-- Exercise objective --
Return, character for character, the lines from the one bearing "In the photo above, where can the metal wheelbarrow" through the end of the material. Omit everything before that line.
══ Material provided ══
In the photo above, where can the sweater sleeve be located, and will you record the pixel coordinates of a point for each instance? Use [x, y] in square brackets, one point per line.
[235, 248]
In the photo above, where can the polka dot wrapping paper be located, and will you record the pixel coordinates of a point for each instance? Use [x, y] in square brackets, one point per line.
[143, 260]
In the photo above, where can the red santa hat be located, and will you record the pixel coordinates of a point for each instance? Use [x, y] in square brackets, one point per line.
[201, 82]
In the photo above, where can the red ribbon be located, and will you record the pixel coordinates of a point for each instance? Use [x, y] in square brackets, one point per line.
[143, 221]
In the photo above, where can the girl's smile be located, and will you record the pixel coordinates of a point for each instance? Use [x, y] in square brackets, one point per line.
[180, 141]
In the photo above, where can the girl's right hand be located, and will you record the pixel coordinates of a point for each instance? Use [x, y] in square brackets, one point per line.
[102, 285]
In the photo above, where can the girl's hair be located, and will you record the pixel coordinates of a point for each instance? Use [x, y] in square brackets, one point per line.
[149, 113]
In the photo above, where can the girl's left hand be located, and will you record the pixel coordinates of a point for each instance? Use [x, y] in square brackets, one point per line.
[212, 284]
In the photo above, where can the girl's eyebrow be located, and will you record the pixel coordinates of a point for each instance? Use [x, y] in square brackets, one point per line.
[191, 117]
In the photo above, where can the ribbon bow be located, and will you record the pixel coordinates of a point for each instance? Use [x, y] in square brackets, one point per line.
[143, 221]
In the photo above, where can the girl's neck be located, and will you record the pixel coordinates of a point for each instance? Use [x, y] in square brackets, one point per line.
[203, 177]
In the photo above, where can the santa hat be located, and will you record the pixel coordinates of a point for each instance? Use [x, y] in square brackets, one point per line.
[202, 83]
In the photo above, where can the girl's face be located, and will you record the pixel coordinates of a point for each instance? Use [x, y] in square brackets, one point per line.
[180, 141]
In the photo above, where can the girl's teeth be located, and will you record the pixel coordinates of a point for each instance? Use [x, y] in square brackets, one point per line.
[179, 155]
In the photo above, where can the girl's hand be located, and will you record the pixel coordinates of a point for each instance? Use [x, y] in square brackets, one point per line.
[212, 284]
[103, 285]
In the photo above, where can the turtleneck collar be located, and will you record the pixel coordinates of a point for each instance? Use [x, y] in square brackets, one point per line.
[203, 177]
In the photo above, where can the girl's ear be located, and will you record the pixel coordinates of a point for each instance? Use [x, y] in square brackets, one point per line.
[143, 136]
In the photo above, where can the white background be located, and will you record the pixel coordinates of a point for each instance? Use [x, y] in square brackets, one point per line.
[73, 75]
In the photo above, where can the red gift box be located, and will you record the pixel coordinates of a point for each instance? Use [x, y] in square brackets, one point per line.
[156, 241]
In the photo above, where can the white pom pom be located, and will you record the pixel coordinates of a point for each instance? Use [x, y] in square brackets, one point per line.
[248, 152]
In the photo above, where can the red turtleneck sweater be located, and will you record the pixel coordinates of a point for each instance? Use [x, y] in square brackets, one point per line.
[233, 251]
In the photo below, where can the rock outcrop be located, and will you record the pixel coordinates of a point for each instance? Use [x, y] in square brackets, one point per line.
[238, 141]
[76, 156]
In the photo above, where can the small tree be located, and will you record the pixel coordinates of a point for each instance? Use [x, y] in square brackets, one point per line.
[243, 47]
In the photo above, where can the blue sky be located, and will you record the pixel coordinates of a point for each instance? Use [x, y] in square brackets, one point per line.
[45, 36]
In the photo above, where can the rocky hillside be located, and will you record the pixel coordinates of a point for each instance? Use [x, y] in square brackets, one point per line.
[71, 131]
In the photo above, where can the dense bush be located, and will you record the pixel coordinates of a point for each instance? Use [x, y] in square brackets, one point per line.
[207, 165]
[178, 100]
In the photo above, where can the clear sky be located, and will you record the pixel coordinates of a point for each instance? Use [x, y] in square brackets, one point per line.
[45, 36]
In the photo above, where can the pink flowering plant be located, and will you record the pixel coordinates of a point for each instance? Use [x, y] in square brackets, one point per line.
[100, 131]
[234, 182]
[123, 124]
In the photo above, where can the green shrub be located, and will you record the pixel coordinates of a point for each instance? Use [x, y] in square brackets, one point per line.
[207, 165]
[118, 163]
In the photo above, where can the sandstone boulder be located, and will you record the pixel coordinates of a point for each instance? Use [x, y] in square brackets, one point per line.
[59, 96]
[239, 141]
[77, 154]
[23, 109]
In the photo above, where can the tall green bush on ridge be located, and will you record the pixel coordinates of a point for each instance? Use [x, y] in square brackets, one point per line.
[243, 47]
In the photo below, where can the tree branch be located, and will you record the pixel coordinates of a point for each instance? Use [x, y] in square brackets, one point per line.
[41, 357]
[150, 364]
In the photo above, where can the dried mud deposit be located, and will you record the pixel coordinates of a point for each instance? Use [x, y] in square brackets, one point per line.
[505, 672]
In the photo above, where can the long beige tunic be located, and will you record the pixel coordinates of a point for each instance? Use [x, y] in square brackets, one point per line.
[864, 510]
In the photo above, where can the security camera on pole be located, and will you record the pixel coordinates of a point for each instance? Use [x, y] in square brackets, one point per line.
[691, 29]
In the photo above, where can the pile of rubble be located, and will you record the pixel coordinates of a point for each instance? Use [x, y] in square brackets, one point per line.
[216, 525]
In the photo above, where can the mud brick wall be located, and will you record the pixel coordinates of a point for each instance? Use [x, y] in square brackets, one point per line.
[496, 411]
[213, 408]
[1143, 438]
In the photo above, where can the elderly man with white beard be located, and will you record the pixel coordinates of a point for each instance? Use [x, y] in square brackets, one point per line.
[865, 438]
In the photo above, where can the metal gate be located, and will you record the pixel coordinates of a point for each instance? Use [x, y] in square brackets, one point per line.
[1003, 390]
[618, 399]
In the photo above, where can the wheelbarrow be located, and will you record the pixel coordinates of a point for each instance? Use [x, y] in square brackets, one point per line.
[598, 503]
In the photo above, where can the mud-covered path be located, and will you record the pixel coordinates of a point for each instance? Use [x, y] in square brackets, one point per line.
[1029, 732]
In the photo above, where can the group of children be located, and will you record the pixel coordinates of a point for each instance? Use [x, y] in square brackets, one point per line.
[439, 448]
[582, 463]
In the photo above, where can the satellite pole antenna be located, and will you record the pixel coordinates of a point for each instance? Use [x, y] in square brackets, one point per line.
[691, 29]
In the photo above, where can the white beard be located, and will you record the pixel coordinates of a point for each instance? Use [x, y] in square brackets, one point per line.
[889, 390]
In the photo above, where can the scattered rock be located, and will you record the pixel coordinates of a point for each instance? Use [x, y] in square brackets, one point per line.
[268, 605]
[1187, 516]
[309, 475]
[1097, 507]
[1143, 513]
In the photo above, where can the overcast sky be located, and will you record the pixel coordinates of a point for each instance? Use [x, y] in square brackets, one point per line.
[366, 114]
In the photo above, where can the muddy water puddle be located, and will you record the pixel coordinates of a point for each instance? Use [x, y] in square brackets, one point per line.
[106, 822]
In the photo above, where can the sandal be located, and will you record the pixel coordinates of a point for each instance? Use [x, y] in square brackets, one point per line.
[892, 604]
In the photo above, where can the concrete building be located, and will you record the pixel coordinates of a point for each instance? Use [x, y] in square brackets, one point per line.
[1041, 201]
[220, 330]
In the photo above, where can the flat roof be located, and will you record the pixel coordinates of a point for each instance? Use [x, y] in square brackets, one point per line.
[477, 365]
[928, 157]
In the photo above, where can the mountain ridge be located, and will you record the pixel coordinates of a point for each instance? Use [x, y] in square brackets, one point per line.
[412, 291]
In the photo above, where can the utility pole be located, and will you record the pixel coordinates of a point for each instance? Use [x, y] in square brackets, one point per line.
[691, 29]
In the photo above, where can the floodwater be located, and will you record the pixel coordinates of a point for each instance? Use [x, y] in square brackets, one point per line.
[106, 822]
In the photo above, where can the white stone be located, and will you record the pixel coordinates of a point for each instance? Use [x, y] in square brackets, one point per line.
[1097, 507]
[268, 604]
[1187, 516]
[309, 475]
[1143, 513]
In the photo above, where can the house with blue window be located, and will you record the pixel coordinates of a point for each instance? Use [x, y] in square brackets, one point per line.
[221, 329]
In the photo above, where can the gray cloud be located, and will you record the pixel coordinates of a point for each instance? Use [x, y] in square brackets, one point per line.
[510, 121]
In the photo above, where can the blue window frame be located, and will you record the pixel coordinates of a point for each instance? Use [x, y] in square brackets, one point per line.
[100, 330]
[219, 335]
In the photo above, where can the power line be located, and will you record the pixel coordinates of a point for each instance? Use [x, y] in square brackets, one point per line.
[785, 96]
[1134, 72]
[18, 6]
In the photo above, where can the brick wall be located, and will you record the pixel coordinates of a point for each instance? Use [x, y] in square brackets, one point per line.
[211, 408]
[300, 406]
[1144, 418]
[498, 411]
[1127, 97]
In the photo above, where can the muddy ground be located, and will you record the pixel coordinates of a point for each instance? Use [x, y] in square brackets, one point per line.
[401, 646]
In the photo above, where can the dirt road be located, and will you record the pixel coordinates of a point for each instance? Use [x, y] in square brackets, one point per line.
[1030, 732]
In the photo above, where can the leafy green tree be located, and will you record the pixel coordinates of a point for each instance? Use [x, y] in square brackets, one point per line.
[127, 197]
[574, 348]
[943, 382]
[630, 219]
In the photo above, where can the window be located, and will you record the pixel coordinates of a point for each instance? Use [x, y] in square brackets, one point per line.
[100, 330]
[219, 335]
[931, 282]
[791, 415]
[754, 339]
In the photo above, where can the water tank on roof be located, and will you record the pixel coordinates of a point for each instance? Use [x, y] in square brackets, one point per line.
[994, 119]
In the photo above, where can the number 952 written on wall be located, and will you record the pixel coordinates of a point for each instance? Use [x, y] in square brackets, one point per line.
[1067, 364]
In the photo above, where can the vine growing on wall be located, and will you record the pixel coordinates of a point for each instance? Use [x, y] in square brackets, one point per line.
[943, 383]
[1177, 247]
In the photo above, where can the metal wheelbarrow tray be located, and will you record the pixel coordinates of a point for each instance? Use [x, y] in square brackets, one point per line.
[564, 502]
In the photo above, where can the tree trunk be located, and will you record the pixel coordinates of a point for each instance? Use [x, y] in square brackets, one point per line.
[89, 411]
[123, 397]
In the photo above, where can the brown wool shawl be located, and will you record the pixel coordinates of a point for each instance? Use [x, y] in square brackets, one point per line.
═══
-- Solved problem --
In the photo above, where can the metal wheelbarrow tray be located, and will you record the pixel coordinates of a point for each instance? Use [x, y] in square brackets, one point per line.
[564, 502]
In the photo above, where can the tree trunk be located, and will you record the pixel coordinates of a point for each instance? Use [x, y] in square brackets, one point per line.
[89, 411]
[123, 397]
In the photo above, where can the brown wool shawl be located, and will you record the pixel coordinates of a point for each instance? Use [x, y] in square brackets, one point per line.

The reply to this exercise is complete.